→ GIVEN TEXT:
First-Quarter Conference Call Remarks
April 16, 2003 at 11:00 AM Eastern
by J. Stewart Bryan III, Chairman and CEO, Marshall N. Morton, Vice Chairman and Chief Financial Officer, Reid Ashe, President and Chief Operating Officer, and Lou Anne J. Nabhan, Vice President, Corporate Communications
Welcome from Lou Anne Nabhan
Thank you and good morning everyone. Welcome to Media General's First-Quarter Conference Call and Webcast.
We issued two news releases today - one announced first-quarter earnings, the other March revenues. Both have been posted to our Web site.
Our speakers today are Stewart Bryan, chairman and chief executive officer; Reid Ashe, president and chief operating officer; and Marshall Morton, vice chairman and chief financial officer. Their comments will be posted to our Web site immediately following this call, and a replay will be available.
Today's presentation contains forward-looking statements. These are subject to various risks and uncertainties and should be understood in the context of the company's publicly available reports filed with the SEC. Media General's future performance could differ materially from its current expectations.
At this time, I will introduce Stewart Bryan.
Remarks from Stewart Bryan
Thank you, Lou Anne, and good morning ladies and gentlemen. Thank you for your interest in Media General.
Today we reported first-quarter earnings of 30 cents per share, compared with 26 cents per share for the first quarter of 2002.
These results were 4 cents better than our most recent guidance. The operating profit of all three divisions, the performance of SP Newsprint, and interest expense were all better than forecast to some degree. In addition, the Broadcast Division had much stronger than anticipated collections in March, which reduced required receivables reserves -- quite an accomplishment in a business known for its longer days outstanding for receivables.
Our first-quarter results included a gain of 16 cents from the sale of our investment in Hoover's. Following the write-down of a number of Internet investments in prior quarters, we were pleased to have such a nice gain. We fully expect that Hoover's will continue to be a significant customer of Media General Financial Services.
Total revenues were up 1.5% in the first quarter, in spite of a number of challenges. Publishing results reflect the impact of a long, harsh winter in Virginia and North Carolina, as well as the shift of Easter from March into April. The Broadcast Division had $3.4 million of Olympic revenues in the 2002 first quarter that, of course, did not repeat this year.
Certainly the war in Iraq had the greatest unfavorable impact on the quarter. We estimate a loss in revenues of more than $2 million for the quarter from ad cancellations and deferrals.
In February business began to soften because of geopolitical concerns. The start-up of the war in Iraq resulted in advertising cutbacks by some newspaper customers and a slowdown in ad placements by others. In the broadcast business, we experienced cancellations, network pre-emptions and spending deferrals.

→ DIRECTIVE A: Copy the entries word for word, from their beginning through the line containing "paths: evenodd", both ends included.

Region annotation items
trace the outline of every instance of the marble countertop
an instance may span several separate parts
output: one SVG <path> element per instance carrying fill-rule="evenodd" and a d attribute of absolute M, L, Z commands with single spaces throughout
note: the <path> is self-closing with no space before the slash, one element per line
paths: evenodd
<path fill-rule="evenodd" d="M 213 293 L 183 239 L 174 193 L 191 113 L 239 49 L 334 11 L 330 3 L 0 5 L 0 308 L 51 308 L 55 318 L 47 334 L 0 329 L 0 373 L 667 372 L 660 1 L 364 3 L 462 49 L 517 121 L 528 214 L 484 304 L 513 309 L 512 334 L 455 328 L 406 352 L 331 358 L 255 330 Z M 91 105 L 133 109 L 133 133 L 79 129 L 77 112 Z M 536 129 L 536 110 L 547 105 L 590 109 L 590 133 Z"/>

→ DIRECTIVE B: According to the conference call remarks, why were first-quarter results better than the most recent guidance?

→ COMPLETE OUTPUT A:
trace the outline of every instance of the marble countertop
an instance may span several separate parts
output: one SVG <path> element per instance carrying fill-rule="evenodd" and a d attribute of absolute M, L, Z commands with single spaces throughout
note: the <path> is self-closing with no space before the slash, one element per line
paths: evenodd

→ COMPLETE OUTPUT B: The operating profit of all three divisions, the performance of SP Newsprint, and interest expense all came in better than forecast to some degree. The Broadcast Division also had much stronger than anticipated collections in March, which reduced required receivables reserves.